GOAL: Rewrite every line of the items below as a numbered list, leaving out any blank lines.

EXCERPTED DATA:

——

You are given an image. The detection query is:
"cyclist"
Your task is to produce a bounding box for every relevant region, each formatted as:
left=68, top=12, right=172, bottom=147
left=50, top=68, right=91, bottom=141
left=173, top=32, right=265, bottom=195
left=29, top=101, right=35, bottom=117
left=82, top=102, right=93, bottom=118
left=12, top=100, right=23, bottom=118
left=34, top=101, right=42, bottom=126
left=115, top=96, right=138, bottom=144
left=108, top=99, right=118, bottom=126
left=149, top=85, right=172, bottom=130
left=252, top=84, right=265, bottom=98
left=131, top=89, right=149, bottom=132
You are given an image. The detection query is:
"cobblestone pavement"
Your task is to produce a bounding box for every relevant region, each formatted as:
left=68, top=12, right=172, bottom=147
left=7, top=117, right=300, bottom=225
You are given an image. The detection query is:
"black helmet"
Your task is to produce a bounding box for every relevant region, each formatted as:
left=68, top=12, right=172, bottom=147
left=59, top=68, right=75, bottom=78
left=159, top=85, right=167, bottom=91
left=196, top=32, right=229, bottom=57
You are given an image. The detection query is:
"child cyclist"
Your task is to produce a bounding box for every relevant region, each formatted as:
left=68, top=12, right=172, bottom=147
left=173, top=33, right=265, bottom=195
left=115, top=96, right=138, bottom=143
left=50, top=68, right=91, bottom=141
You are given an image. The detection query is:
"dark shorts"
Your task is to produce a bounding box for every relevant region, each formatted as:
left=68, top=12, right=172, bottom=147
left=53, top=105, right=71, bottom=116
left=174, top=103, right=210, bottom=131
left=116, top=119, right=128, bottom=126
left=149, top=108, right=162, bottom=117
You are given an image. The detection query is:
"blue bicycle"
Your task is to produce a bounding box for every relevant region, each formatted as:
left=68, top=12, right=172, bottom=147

——

TASK SOLUTION:
1. You are given an image. The detection query is:
2. "cyclist"
3. Your task is to produce a bounding box for every relevant region, each formatted as:
4. left=68, top=12, right=172, bottom=147
5. left=50, top=68, right=91, bottom=141
6. left=173, top=32, right=265, bottom=195
7. left=29, top=101, right=35, bottom=117
8. left=82, top=102, right=93, bottom=118
9. left=12, top=100, right=23, bottom=118
10. left=34, top=101, right=42, bottom=126
11. left=115, top=96, right=138, bottom=144
12. left=108, top=99, right=118, bottom=126
13. left=149, top=85, right=172, bottom=130
14. left=252, top=84, right=265, bottom=98
15. left=131, top=89, right=149, bottom=132
16. You are given an image. The detection query is:
17. "cobblestone pavement"
18. Your task is to produce a bounding box for every relevant region, each formatted as:
19. left=68, top=12, right=172, bottom=147
20. left=7, top=117, right=300, bottom=225
21. You are given an image. The detection query is:
22. "black helmet"
23. Your task is to produce a bounding box for every relevant region, each formatted as:
24. left=68, top=12, right=172, bottom=147
25. left=59, top=68, right=75, bottom=78
26. left=159, top=85, right=167, bottom=91
27. left=196, top=32, right=229, bottom=57
28. You are given an image. The detection query is:
29. "child cyclist"
30. Your task is to produce a bounding box for every relevant region, each formatted as:
31. left=68, top=12, right=172, bottom=147
32. left=173, top=33, right=265, bottom=195
33. left=115, top=96, right=138, bottom=143
34. left=50, top=68, right=91, bottom=141
35. You are given an image. The detection query is:
36. "dark shorts"
37. Your task is to produce a bounding box for every relevant region, each formatted as:
38. left=68, top=12, right=172, bottom=147
39. left=53, top=105, right=71, bottom=116
40. left=174, top=103, right=210, bottom=131
41. left=116, top=119, right=128, bottom=126
42. left=149, top=108, right=162, bottom=117
43. You are given an image. The detection query is:
44. "blue bicycle"
45. Your task is to produce a bounding box for every relevant region, each formatted as:
46. left=68, top=12, right=172, bottom=147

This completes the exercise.